DESCRIPTION OF THE TASK → Render everything in the listing from the line containing "Every instance of the wood" down through the line containing "Every instance of the ceiling" as a JSON list of strings, one string per line, with blank lines left out.

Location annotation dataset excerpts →
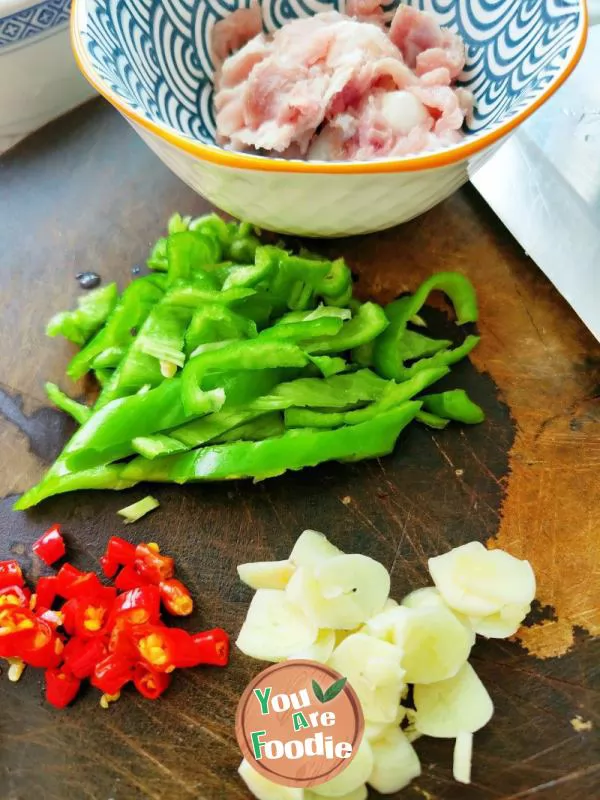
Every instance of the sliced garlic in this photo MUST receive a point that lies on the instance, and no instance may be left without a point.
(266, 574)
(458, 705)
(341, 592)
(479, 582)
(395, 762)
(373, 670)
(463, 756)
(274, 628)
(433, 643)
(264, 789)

--

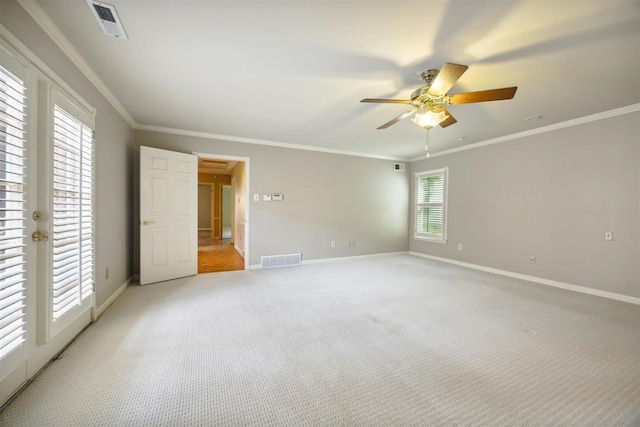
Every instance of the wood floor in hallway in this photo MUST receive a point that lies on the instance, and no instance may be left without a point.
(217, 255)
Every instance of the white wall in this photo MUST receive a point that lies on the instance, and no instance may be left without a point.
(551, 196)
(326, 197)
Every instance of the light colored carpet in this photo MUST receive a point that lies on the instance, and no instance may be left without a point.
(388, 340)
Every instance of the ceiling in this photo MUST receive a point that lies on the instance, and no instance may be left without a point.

THE ANSWER →
[
  "Every instance of the wood floor in hallway in this photo MUST receive a point that lies on the instance, and no instance may be left without a point.",
  "(217, 255)",
  "Every instance of the white wall in this photo MUST receive a point that lies on the instance, and no instance may be left without a point.",
  "(551, 196)",
  "(326, 197)",
  "Every instance of the light colored carpet in this photo MUST receive a point that lies on the instance, and no instance may be left without a point.",
  "(388, 340)",
  "Every instance of the ceiling in this photo MUST receive a point that lies on the instance, and no instance may be left without a point."
]